▶ **EXTRACT TO READ**:
━━━━━━━━

I've also tried tweaking the example compose file to match system volumes with ro/rw; the container starts and fails

    volumes:
      - /sys/fs/cgroup:/sys/fs/cgroup
      - /sys/fs/cgroup/systemd:/sys/fs/cgroup/systemd
lokinet_1  | Failed to create /init.scope control group: Read-only file system
lokinet_1  | Failed to allocate manager object: Read-only file system
lokinet_1  | [!!!!!!] Failed to allocate manager object.
lokinet_1  | Exiting PID 1...
lokinet_lokinet_1 exited with code 255
lokinet_1  | Failed to create /init.scope control group: No such file or directory
lokinet_1  | Failed to allocate manager object: No such file or directory
lokinet_1  | [!!!!!!] Failed to allocate manager object.
lokinet_1  | Exiting PID 1...
lokinet_lokinet_1 exited with code 255
majestrate commented 2 years ago

yeah i dont have enough skill in my docker foo to know that it needs. primarily i went with running debian with systemd running lokinet jammed inside a docker image. any input on making this would is greatly appreciated.

beardstack commented 2 years ago

I'll try to figure it out and wouldn't mind helping on the docker/scripting side of things. I'm not familiar with the lokinet architecture and I'm trying to figure out where Failed to create /init.scope control group: No such file or directory is coming from.

beardstack commented 2 years ago

Could you please explain why/how you use systemd inside the container? Looking into things deeper the problem seems to be because of a cgroup2/docker incompatibility and it seems a fair bit more complex than what I expected. Is there a way to execute things without systemd?

majestrate commented 2 years ago

Could you please explain why/how you use systemd inside the container?

systemd provides a bunch of nice things and is very very good at managing processes as an init.

Is there a way to execute things without systemd?

i am sure there is, i just never spent time to set it up as docker images are an experiment that used to work at one time but is unmaintained.

beardstack commented 2 years ago

Could you please explain why/how you use systemd inside the container?

systemd provides a bunch of nice things and is very very good at managing processes as an init.

Is there a way to execute things without systemd?

i am sure there is, i just never spent time to set it up as docker images are an experiment that used to work at one time but is unmaintained.

Could you please link me? I am not sure if you "need" systemd but there are lighter init systems out there. It really depends what you are using systemd for, systemd has some major advantages if you want to do advanced things (watching sockets or weird things like that). I'm having a tough time sifting through the lokinet code (not particularly good at c++ and some direction would be nice. I not finding the section of code that writes unit files and what they do etc.

majestrate commented 2 years ago

Could you please explain why/how you use systemd inside the container?

systemd provides a bunch of nice things and is very very good at managing processes as an init.

Is there a way to execute things without systemd?

i am sure there is, i just never spent time to set it up as docker images are an experiment that used to work at one time but is unmaintained.

━━━━━━━━

▶ **INFORMATION PROVIDED**:
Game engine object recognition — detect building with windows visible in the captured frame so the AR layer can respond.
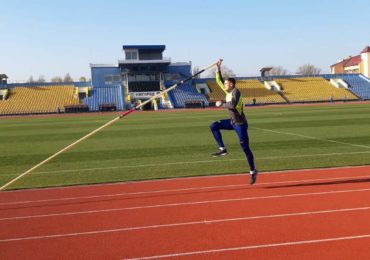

━━━━━━━━

▶ **WHAT IS EXPECTED**:
In the lokinet Docker thread, why does majestrate say a way to run things without systemd was never set up? Answer in one to three sentences.

▶ **IN RESPONSE**:
Majestrate never spent time setting it up because the Docker images are an experiment that used to work at one time but is now unmaintained. Majestrate is sure a way to run things without systemd exists.